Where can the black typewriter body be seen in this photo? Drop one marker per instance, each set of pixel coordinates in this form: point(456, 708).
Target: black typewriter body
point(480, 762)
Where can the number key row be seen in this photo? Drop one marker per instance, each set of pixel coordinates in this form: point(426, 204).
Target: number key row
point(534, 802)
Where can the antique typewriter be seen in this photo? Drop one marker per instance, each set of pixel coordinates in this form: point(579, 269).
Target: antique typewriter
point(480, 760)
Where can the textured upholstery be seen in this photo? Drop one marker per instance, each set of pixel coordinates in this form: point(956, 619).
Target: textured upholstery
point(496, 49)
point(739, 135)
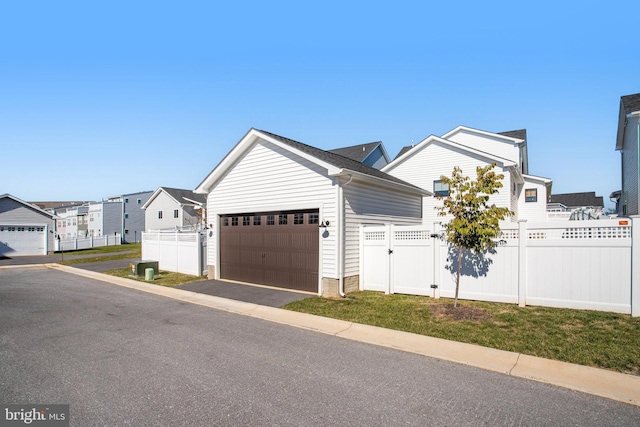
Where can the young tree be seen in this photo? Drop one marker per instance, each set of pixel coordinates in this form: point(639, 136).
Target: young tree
point(475, 223)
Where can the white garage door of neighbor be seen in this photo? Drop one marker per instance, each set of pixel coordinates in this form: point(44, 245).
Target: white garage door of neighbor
point(19, 240)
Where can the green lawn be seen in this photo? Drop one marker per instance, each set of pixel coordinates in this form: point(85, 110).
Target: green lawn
point(591, 338)
point(163, 278)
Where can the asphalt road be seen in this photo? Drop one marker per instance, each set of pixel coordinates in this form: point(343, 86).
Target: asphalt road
point(122, 357)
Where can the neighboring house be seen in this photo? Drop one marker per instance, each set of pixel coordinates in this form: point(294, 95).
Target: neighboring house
point(576, 206)
point(132, 215)
point(628, 143)
point(173, 208)
point(372, 154)
point(286, 214)
point(424, 164)
point(25, 229)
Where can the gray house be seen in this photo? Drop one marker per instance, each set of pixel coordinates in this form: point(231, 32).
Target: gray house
point(174, 208)
point(628, 143)
point(25, 229)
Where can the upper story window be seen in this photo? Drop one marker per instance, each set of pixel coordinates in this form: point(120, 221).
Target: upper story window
point(440, 189)
point(531, 195)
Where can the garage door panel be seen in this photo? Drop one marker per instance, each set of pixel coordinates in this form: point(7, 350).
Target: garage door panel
point(276, 249)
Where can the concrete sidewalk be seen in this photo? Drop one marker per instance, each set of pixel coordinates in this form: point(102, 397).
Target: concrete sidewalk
point(599, 382)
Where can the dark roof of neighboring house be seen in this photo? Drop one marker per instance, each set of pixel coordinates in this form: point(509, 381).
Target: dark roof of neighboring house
point(576, 200)
point(181, 195)
point(51, 205)
point(356, 152)
point(519, 134)
point(338, 160)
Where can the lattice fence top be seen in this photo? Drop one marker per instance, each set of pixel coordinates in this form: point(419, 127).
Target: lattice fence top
point(581, 233)
point(374, 235)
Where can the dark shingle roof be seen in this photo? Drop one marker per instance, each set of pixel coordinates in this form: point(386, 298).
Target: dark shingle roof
point(180, 195)
point(520, 134)
point(338, 160)
point(631, 103)
point(357, 152)
point(576, 200)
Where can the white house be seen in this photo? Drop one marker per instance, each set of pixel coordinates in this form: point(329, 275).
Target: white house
point(25, 229)
point(628, 143)
point(423, 165)
point(283, 213)
point(173, 208)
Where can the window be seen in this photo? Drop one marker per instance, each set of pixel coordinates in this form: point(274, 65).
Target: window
point(531, 195)
point(440, 189)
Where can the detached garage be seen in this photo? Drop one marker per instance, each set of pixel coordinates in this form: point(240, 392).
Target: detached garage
point(285, 214)
point(24, 228)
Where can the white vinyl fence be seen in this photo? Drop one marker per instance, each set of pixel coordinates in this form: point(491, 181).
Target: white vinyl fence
point(570, 264)
point(77, 243)
point(176, 251)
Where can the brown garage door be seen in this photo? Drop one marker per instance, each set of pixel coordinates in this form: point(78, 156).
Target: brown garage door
point(275, 248)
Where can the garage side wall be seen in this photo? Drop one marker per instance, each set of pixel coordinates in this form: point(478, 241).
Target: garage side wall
point(266, 179)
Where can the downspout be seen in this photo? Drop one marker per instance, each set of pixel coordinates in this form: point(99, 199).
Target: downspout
point(341, 236)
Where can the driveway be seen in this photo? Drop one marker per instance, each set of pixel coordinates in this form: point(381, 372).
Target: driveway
point(119, 356)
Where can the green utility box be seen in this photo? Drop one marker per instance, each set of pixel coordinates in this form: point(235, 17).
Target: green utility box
point(138, 268)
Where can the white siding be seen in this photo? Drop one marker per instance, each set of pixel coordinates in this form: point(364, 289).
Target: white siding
point(165, 203)
point(366, 204)
point(431, 162)
point(268, 178)
point(630, 164)
point(497, 146)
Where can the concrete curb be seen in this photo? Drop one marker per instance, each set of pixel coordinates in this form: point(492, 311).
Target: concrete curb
point(598, 382)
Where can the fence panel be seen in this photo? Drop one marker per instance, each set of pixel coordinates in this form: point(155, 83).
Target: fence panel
point(492, 276)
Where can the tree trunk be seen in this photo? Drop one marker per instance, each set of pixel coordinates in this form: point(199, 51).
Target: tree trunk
point(460, 255)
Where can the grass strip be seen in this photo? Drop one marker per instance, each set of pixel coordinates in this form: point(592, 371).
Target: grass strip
point(585, 337)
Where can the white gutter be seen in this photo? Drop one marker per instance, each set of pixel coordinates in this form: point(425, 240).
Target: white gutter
point(341, 236)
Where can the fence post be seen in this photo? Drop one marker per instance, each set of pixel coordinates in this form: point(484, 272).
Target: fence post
point(522, 262)
point(635, 266)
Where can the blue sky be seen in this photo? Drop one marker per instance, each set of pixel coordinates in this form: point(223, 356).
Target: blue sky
point(104, 99)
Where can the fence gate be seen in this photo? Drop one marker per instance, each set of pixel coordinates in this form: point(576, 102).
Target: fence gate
point(398, 259)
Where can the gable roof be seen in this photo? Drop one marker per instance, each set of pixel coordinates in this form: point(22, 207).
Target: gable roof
point(28, 205)
point(431, 139)
point(575, 200)
point(357, 152)
point(518, 134)
point(180, 196)
point(336, 164)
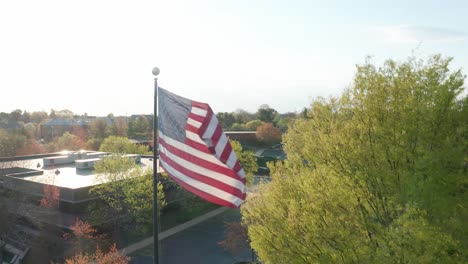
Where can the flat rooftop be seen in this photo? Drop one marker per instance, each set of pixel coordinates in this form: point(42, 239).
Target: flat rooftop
point(69, 177)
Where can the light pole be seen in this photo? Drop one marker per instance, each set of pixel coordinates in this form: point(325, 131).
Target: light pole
point(155, 169)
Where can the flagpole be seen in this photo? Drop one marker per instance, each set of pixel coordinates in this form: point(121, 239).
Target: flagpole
point(155, 170)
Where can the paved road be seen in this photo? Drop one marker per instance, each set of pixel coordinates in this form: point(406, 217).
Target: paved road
point(198, 244)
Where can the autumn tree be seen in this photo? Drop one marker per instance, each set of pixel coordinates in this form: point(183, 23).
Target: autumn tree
point(69, 142)
point(139, 128)
point(126, 192)
point(374, 176)
point(10, 142)
point(246, 159)
point(253, 124)
point(243, 116)
point(119, 127)
point(84, 236)
point(98, 130)
point(268, 134)
point(266, 114)
point(38, 117)
point(113, 256)
point(115, 144)
point(226, 120)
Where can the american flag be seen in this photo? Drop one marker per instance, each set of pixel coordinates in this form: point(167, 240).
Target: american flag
point(196, 153)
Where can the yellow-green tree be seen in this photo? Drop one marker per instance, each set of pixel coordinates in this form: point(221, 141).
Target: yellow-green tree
point(374, 176)
point(246, 159)
point(127, 192)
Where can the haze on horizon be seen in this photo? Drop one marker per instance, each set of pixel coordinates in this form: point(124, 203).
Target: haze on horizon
point(96, 57)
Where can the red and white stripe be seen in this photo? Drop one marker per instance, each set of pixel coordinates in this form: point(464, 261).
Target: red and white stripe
point(206, 164)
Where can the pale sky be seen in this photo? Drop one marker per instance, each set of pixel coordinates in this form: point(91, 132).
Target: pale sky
point(97, 56)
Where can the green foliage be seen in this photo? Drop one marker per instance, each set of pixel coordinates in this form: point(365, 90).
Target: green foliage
point(239, 127)
point(252, 125)
point(10, 142)
point(268, 134)
point(139, 128)
point(247, 160)
point(375, 176)
point(226, 120)
point(266, 114)
point(115, 144)
point(68, 142)
point(128, 191)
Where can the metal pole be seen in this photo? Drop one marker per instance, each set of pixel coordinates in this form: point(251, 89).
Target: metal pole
point(155, 170)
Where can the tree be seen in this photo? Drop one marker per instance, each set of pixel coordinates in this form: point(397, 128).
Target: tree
point(226, 120)
point(238, 127)
point(119, 127)
point(98, 130)
point(84, 236)
point(126, 192)
point(242, 116)
point(10, 142)
point(99, 257)
point(122, 145)
point(38, 117)
point(15, 116)
point(268, 134)
point(254, 124)
point(266, 114)
point(374, 176)
point(69, 142)
point(139, 128)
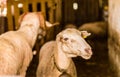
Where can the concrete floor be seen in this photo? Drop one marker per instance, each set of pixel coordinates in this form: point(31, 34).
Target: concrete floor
point(97, 66)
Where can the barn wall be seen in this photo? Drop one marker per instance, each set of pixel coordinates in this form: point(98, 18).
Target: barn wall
point(88, 11)
point(114, 35)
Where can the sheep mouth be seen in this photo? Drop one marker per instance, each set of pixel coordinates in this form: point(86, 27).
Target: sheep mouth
point(86, 56)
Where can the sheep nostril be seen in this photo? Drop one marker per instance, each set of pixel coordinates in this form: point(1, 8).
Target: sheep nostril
point(88, 50)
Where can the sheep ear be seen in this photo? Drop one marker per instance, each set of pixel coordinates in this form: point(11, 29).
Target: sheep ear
point(85, 34)
point(21, 17)
point(42, 20)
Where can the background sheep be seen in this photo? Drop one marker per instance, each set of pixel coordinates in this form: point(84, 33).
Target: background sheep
point(55, 56)
point(16, 46)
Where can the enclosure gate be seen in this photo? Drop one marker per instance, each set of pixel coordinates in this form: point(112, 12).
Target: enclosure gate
point(16, 7)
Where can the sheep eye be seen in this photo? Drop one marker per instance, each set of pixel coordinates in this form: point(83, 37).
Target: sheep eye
point(65, 39)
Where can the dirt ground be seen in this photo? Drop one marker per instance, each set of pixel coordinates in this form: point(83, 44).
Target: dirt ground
point(97, 66)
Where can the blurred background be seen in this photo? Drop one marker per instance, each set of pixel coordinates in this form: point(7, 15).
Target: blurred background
point(90, 15)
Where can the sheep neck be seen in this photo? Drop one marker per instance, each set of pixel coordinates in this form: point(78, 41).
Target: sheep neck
point(62, 62)
point(29, 32)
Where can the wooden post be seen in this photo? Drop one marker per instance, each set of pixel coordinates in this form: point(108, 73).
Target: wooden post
point(9, 15)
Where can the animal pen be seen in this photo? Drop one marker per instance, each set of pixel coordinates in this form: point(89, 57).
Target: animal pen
point(16, 7)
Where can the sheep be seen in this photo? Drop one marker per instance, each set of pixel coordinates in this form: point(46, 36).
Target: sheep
point(97, 29)
point(16, 46)
point(55, 56)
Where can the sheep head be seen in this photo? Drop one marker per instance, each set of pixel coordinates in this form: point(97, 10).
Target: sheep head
point(73, 44)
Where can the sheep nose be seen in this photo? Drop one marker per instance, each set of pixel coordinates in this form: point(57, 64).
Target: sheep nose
point(88, 51)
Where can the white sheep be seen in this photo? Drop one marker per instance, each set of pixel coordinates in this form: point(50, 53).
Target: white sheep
point(55, 56)
point(97, 29)
point(16, 46)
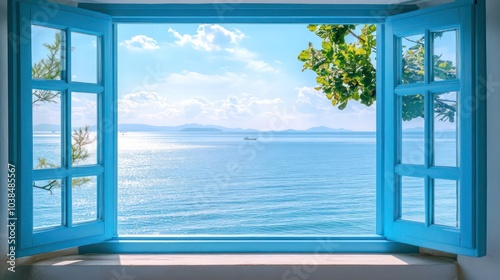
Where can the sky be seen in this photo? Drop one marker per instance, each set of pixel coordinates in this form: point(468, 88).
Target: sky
point(233, 75)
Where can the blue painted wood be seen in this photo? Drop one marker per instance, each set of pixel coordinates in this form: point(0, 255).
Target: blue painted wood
point(248, 13)
point(437, 87)
point(447, 173)
point(67, 234)
point(482, 91)
point(25, 158)
point(380, 129)
point(464, 240)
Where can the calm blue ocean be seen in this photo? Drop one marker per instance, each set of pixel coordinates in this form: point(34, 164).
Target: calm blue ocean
point(217, 183)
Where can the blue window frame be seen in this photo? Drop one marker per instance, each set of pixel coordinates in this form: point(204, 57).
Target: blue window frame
point(455, 186)
point(395, 227)
point(63, 219)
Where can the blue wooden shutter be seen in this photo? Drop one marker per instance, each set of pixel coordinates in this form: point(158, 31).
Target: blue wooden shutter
point(86, 30)
point(433, 171)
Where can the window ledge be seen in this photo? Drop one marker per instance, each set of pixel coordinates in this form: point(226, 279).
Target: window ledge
point(242, 266)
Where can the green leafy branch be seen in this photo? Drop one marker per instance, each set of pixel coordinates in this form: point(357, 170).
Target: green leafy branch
point(345, 72)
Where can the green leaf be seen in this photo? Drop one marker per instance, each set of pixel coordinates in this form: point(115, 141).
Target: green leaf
point(312, 27)
point(327, 46)
point(360, 51)
point(342, 106)
point(304, 56)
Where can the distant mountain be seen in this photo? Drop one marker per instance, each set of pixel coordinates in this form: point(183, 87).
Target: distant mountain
point(55, 127)
point(319, 129)
point(201, 129)
point(193, 127)
point(184, 127)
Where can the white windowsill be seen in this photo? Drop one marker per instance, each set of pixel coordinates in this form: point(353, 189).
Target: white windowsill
point(242, 266)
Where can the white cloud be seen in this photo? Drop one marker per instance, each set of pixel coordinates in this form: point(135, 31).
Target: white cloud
point(209, 37)
point(152, 108)
point(250, 59)
point(141, 42)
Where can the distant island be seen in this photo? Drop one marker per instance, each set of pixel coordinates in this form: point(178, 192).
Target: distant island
point(193, 127)
point(201, 129)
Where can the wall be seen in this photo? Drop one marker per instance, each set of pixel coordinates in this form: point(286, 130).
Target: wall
point(489, 267)
point(3, 134)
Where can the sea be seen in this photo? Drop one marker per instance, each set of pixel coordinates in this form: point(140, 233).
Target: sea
point(218, 183)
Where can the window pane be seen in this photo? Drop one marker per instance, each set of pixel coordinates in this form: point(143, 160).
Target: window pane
point(445, 129)
point(84, 57)
point(445, 55)
point(413, 59)
point(412, 129)
point(84, 128)
point(47, 203)
point(84, 199)
point(47, 53)
point(46, 129)
point(445, 203)
point(413, 199)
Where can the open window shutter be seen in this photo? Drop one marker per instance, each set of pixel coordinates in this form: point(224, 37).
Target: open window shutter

━━━

## Requirements:
Reproduce the lines verbatim, from the first line through the line that contains "point(163, 278)", including both. Omit the pictures from your reproduction.

## Task answer:
Where can the black typewriter body be seen in this photo? Drop one marker per instance, each set of pixel coordinates in this form: point(456, 708).
Target: black typewriter body
point(480, 762)
Where can the number key row be seen in this photo? Drop one marker per instance, each set of pixel coordinates in this form: point(426, 204).
Target: number key row
point(534, 802)
Where can the antique typewriter be seen in this photo? Drop one marker per instance, each set of pixel coordinates in this form: point(579, 269).
Target: antique typewriter
point(480, 760)
Where can the textured upholstery be seen in this photo? Drop one marker per instance, each set of pixel coordinates in this form: point(956, 619).
Target: textured upholstery
point(496, 49)
point(739, 135)
Where can the young tree be seen in this photo? Drop one marker per instance, each set of pixel coordinates in this form: point(639, 136).
Target: young tree
point(475, 223)
Where can the white garage door of neighbor be seen in this photo? Drop one marker per instance, each set of pixel coordinates in this form: point(44, 245).
Target: white garage door of neighbor
point(19, 240)
Where can the green lawn be seen in this photo? Drop one marker per instance, each set of pixel coordinates in this form: point(85, 110).
Target: green lawn
point(591, 338)
point(163, 278)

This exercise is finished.